◆ Aim: Locate every line in the data below that contains the word "large" and copy each of those lines in full.

◆ Record set:
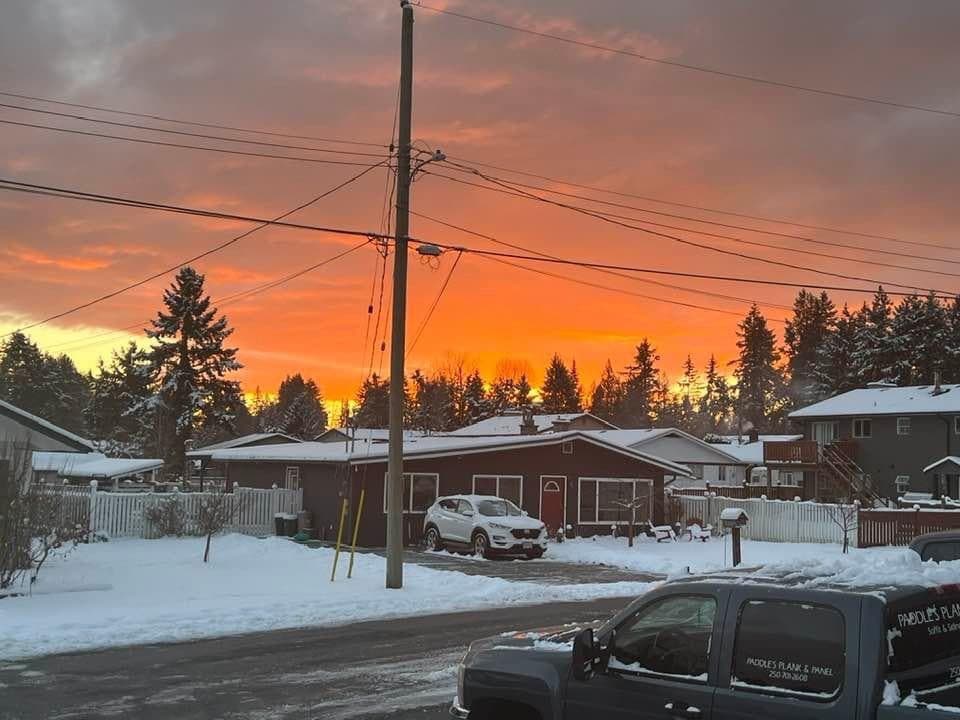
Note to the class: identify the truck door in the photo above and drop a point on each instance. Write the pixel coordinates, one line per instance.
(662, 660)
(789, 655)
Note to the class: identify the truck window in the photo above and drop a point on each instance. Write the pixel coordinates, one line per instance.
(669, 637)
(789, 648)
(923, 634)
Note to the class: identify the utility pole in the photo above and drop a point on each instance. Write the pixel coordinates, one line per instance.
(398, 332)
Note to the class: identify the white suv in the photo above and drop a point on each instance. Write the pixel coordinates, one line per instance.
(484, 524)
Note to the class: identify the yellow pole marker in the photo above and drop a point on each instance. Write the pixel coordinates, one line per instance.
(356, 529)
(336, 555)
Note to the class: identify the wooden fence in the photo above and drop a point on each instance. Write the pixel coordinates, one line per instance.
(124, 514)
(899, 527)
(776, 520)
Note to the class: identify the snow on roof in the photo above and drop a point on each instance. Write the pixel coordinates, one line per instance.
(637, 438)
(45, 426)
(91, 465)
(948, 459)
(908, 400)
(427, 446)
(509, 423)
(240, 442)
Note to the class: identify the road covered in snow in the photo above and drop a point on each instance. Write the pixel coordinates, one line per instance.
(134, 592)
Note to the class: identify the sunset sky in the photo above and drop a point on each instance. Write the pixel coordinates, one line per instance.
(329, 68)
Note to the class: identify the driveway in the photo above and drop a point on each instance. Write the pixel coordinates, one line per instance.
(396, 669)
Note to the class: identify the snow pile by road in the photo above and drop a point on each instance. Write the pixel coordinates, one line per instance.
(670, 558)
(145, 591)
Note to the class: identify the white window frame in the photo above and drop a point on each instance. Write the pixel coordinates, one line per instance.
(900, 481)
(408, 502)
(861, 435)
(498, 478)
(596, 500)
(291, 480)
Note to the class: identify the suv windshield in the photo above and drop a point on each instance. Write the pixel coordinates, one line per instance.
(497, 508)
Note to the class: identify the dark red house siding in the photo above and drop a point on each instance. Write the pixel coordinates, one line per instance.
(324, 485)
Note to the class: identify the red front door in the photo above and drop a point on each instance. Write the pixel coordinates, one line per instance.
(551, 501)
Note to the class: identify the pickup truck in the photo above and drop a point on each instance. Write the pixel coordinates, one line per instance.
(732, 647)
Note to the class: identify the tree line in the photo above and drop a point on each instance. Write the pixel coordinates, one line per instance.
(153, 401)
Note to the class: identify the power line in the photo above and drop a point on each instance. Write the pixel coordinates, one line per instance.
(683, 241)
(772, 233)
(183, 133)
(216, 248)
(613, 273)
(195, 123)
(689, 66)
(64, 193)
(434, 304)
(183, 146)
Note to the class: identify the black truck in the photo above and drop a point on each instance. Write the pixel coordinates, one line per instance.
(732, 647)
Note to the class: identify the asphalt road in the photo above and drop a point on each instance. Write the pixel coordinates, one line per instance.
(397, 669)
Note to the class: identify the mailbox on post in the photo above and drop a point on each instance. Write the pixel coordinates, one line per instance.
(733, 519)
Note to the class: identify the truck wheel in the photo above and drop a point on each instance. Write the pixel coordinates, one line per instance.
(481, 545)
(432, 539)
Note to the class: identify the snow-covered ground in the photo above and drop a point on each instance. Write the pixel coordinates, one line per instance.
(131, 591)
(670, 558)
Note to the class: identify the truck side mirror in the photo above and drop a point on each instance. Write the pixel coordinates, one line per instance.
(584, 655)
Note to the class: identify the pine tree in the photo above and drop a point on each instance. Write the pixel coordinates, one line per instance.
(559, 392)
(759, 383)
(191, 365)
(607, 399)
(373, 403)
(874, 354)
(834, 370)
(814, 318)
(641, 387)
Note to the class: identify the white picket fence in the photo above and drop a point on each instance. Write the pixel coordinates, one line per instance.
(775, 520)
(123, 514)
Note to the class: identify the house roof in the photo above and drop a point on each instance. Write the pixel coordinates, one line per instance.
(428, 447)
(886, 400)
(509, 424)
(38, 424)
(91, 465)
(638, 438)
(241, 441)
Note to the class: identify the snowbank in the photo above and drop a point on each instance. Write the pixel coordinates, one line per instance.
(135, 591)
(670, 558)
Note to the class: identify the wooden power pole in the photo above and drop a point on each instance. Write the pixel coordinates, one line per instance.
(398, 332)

==

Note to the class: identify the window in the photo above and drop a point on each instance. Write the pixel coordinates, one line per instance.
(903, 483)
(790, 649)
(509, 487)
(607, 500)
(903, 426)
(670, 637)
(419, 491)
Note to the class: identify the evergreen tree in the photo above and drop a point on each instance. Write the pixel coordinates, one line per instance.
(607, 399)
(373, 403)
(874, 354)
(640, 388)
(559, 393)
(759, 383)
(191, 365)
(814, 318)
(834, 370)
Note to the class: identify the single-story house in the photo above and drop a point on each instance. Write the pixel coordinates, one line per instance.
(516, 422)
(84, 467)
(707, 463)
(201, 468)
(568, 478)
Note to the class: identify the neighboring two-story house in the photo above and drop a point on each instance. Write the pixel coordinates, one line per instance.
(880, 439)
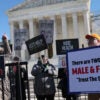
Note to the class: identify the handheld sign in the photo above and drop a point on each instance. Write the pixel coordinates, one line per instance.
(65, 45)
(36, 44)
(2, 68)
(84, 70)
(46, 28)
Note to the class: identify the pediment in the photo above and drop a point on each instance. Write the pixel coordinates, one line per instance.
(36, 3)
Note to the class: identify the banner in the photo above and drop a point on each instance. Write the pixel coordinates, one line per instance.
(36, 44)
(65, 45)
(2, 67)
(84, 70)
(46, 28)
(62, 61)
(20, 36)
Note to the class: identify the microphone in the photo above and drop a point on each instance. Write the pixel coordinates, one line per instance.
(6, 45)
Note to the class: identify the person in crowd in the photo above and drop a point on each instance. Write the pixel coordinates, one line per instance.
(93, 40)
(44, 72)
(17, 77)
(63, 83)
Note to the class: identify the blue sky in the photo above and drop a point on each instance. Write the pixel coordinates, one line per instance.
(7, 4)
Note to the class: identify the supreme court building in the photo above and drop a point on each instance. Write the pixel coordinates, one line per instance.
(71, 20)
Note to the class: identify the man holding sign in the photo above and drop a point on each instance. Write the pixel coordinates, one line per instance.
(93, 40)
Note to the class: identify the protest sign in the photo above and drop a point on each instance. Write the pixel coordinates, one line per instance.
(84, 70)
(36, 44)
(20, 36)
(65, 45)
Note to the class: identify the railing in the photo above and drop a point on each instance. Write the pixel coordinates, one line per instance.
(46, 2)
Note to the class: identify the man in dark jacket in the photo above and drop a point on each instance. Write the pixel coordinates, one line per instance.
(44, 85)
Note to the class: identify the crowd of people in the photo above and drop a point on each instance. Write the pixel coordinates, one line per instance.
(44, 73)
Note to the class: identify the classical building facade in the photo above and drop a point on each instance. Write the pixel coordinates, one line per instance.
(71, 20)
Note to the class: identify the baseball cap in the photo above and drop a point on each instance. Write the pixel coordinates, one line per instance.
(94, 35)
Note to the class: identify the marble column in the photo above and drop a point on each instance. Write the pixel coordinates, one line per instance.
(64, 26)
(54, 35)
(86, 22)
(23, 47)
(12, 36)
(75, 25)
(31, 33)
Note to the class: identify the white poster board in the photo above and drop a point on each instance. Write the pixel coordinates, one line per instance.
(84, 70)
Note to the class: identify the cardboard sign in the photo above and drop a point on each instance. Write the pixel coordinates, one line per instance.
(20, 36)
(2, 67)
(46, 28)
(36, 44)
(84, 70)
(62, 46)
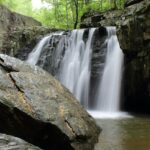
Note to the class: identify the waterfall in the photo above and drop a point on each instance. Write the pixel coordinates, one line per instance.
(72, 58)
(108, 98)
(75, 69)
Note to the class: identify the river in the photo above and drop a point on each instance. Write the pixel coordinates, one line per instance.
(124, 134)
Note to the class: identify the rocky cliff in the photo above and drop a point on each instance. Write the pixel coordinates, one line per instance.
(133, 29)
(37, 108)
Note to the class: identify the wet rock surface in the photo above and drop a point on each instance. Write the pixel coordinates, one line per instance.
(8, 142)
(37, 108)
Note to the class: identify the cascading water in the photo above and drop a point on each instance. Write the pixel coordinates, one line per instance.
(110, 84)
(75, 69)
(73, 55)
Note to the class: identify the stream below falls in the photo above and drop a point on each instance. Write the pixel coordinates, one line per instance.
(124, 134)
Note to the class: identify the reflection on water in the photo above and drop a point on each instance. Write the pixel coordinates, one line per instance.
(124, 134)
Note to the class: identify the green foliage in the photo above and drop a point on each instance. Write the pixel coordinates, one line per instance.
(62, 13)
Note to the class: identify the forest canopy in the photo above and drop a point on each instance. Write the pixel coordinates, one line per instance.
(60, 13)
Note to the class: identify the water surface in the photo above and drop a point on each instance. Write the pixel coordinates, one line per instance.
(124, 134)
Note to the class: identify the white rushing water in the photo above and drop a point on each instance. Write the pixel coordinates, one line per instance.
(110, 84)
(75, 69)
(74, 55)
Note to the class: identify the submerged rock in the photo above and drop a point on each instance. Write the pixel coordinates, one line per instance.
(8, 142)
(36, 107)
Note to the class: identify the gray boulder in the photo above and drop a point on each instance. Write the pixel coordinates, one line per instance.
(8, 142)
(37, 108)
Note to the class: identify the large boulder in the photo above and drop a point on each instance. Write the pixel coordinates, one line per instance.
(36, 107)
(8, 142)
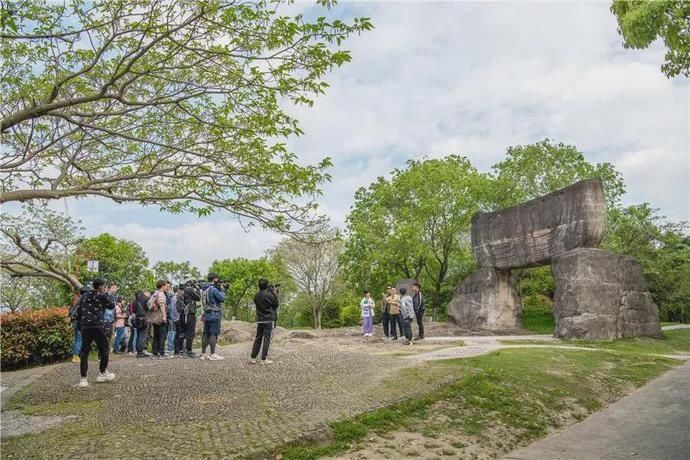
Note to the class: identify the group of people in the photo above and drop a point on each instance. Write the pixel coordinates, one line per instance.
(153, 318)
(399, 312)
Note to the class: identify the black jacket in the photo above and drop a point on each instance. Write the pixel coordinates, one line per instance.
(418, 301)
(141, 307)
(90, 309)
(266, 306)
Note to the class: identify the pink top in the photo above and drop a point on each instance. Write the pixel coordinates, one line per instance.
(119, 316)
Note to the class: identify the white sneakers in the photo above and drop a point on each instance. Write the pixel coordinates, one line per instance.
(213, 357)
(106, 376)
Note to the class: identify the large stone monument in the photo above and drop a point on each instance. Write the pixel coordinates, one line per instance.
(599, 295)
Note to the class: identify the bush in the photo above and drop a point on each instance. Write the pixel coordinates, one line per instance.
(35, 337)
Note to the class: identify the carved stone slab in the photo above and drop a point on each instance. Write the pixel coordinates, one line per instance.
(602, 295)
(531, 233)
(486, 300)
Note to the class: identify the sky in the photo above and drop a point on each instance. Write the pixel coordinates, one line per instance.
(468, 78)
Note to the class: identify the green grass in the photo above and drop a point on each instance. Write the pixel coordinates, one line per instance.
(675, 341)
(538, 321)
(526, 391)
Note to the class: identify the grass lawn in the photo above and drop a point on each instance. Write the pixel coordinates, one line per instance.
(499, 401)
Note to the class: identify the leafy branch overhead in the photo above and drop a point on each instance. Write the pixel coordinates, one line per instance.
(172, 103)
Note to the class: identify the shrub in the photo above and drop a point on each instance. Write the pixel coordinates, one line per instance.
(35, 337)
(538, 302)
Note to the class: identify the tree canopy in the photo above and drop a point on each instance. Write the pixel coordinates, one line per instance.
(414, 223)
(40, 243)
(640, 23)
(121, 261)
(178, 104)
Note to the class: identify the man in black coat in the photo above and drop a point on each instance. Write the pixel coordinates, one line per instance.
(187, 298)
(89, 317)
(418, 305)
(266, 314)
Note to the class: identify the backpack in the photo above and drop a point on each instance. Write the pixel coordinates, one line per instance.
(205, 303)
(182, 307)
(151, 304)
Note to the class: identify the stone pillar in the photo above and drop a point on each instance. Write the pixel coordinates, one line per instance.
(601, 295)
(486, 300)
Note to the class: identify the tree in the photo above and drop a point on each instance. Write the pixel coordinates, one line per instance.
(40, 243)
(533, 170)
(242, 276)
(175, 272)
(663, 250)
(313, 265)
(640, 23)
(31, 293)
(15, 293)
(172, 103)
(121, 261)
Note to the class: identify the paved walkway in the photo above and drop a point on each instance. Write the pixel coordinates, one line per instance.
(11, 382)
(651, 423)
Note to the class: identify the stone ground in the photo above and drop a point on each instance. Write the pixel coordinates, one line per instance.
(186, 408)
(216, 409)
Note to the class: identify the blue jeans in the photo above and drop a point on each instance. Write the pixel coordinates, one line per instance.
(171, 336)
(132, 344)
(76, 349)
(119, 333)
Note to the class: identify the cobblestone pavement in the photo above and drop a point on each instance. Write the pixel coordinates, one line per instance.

◆ Correct answer:
Note to the class: identify the large boulder in the photo above and drop a point on each instance. Write the pixel coordinates, one line per instance.
Note to the class: identify the large stone monument in the photo above and drop a point on each instance. Write the pixel coordinates, one line per instance.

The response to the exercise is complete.